■ Task objective
Output these lines exactly as they appear, from the line containing "instances of terracotta" to the line containing "top-left (523, 119), bottom-right (542, 146)", both included.

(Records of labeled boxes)
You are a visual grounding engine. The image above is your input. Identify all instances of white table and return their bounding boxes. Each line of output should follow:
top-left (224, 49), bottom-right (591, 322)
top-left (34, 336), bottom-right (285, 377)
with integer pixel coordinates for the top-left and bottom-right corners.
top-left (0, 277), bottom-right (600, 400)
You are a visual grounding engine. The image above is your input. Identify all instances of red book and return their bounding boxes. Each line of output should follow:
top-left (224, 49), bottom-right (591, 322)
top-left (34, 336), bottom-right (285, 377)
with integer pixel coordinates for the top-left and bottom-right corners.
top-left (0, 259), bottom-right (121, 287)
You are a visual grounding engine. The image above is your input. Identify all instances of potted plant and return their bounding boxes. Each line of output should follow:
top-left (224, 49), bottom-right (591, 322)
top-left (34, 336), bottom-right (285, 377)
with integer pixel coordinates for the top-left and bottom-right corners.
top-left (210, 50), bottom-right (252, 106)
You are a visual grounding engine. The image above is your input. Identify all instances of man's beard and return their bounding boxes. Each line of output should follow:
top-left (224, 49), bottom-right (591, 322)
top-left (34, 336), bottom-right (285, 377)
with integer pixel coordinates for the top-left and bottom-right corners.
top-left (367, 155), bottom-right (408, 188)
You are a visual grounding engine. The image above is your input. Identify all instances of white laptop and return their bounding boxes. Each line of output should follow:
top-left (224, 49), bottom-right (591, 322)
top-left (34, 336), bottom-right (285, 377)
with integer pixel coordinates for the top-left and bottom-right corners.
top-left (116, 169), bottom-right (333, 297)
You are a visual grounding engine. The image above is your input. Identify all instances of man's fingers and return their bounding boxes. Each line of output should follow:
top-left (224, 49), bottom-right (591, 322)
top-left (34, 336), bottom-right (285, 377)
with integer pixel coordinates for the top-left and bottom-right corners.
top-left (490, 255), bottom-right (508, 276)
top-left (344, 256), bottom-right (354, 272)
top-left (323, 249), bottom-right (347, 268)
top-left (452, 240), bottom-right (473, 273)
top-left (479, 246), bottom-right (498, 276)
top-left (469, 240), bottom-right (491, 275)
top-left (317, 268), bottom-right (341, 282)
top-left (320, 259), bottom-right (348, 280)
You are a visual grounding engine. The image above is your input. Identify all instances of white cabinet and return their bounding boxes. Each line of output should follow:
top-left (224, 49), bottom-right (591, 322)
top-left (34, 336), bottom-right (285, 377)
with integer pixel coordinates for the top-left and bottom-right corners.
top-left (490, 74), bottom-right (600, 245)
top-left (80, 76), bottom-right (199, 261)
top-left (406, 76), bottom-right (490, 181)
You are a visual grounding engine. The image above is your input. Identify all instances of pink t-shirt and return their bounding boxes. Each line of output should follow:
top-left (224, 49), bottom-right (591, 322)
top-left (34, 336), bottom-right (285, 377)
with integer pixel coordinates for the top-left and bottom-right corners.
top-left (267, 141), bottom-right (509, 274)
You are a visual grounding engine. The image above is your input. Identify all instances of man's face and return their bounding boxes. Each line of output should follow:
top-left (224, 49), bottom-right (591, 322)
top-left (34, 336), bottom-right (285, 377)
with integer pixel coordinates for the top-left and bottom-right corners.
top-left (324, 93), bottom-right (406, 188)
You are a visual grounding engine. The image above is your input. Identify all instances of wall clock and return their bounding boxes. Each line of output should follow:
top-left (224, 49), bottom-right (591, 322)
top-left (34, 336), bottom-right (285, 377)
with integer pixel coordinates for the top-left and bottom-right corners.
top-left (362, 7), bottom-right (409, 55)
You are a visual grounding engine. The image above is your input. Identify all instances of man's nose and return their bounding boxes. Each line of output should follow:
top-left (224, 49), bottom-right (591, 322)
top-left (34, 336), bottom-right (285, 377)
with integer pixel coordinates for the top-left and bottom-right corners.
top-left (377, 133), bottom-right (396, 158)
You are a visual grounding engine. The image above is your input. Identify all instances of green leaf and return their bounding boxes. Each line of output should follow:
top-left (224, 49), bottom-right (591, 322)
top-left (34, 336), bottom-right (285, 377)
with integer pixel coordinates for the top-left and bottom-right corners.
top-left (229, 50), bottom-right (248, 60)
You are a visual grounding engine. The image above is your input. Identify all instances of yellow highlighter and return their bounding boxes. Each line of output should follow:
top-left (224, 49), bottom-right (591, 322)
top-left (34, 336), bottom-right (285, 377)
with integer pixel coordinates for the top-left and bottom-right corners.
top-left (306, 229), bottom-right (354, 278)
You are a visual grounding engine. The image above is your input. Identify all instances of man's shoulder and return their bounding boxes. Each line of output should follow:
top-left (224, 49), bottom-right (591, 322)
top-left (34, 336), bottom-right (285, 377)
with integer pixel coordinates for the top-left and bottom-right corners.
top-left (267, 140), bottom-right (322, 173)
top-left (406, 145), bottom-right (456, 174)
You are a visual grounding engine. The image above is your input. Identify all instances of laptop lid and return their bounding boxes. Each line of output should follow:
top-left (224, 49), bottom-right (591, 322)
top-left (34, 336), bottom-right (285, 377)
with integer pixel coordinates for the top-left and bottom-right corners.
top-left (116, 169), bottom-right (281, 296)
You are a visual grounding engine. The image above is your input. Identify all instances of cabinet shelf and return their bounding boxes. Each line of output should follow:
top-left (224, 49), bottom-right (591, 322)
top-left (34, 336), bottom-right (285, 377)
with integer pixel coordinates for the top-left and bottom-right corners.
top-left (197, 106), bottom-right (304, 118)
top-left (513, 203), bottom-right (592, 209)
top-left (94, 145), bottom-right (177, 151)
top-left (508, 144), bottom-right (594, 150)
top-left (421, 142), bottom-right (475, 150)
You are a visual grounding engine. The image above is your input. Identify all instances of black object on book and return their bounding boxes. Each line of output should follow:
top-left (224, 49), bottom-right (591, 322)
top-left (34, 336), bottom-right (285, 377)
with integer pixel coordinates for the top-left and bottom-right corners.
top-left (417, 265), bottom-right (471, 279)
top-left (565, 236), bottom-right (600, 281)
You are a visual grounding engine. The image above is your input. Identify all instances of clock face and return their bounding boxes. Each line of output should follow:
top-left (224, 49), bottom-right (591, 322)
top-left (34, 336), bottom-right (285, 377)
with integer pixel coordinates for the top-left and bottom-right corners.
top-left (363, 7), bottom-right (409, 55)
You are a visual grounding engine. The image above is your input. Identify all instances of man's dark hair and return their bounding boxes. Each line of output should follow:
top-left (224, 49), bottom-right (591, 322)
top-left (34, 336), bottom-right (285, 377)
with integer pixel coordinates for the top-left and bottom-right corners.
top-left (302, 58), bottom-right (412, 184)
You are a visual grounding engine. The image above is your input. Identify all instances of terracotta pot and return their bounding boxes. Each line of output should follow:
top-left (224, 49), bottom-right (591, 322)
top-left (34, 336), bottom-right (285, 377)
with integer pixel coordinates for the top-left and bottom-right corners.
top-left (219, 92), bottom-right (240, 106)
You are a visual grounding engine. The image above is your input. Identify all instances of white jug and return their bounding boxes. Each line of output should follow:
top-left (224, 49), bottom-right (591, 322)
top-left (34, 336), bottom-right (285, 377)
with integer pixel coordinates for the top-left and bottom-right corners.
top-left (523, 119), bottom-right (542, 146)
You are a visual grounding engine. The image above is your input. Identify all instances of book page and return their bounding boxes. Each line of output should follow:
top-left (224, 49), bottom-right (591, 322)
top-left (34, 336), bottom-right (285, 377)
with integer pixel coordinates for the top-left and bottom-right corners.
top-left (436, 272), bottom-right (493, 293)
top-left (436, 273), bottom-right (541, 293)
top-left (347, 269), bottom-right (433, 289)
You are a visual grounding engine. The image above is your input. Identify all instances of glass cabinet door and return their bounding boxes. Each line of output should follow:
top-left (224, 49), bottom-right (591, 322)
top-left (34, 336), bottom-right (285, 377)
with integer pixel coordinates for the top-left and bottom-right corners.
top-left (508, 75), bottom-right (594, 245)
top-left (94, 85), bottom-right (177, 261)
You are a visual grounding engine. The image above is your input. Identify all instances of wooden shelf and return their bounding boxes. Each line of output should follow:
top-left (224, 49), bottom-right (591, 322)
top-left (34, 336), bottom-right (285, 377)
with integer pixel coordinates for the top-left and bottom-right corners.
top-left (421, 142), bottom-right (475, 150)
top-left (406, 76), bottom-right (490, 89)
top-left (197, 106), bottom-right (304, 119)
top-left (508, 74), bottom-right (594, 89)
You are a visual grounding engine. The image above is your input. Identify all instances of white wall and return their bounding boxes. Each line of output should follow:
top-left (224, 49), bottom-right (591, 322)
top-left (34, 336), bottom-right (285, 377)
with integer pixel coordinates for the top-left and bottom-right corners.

■ Answer for this exercise
You are a visual grounding engine. The image above is your input. Identify all instances of terracotta pot and return their bounding boxes. Each line of output should follow:
top-left (224, 49), bottom-right (591, 322)
top-left (34, 336), bottom-right (285, 377)
with integer pixel coordinates for the top-left and bottom-right corners.
top-left (219, 92), bottom-right (240, 106)
You are a visual grounding engine. The image above is your input. Identify all instances of white jug and return their bounding boxes. Each line of output should follow:
top-left (224, 49), bottom-right (591, 322)
top-left (34, 336), bottom-right (285, 377)
with integer pixel coordinates for the top-left and bottom-right corners.
top-left (523, 119), bottom-right (542, 146)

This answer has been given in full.